* [What to work on] Convert the rows below, from the line containing "of the orange" through the line containing "x=318, y=271", inclusive, into a numbered list, leaving out any blank lines.

* [Source records]
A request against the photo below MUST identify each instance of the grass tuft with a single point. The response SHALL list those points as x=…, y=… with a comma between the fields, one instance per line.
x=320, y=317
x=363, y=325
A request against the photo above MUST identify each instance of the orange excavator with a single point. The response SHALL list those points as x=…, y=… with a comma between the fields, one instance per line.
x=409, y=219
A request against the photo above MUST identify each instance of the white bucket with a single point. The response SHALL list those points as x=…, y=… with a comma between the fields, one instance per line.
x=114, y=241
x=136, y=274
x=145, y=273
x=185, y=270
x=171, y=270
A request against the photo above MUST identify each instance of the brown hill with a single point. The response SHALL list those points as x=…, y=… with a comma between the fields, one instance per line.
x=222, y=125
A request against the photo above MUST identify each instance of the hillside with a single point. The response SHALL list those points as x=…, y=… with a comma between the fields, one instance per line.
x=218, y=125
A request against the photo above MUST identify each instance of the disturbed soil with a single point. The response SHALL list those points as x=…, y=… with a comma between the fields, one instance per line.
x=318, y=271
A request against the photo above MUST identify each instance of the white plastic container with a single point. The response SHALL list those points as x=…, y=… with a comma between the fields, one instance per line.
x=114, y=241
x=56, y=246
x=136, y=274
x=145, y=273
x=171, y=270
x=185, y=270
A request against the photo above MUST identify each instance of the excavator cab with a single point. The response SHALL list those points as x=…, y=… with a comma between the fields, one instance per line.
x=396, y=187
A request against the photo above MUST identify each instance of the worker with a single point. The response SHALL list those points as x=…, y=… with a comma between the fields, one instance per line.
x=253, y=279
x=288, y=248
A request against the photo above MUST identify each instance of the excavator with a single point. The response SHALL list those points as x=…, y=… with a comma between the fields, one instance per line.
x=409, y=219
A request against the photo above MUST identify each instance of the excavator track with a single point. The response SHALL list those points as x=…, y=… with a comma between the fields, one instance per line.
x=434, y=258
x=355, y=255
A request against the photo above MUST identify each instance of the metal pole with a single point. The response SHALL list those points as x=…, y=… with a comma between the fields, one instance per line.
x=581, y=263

* [Worked answer]
1. A request against the photo above MUST identify each instance of the orange excavator with a single point. The response SHALL list those points as x=…, y=… with a comma between the fields, one instance per line.
2. x=409, y=219
3. A request against the photo above MUST identify each instance of the white bucket with a single point. The response SHALL list those points as x=…, y=… with a comma between the fields, one instance per line.
4. x=114, y=241
5. x=136, y=274
6. x=145, y=273
7. x=185, y=270
8. x=171, y=270
9. A request against the photo above MUST identify each instance of the brown hill with a single point. The response SHALL list those points as x=…, y=… with a comma between the fields, one instance per line.
10. x=222, y=125
11. A request against the photo above MUST identify each instance of the hillside with a single point. The response SHALL list those points as x=…, y=… with a comma between the fields, one instance per line.
12. x=218, y=125
13. A request against the photo above MUST identify each instance of the disturbed soil with a single point. The response SHALL list those points as x=…, y=… with a comma between the fields, one instance per line.
14. x=318, y=271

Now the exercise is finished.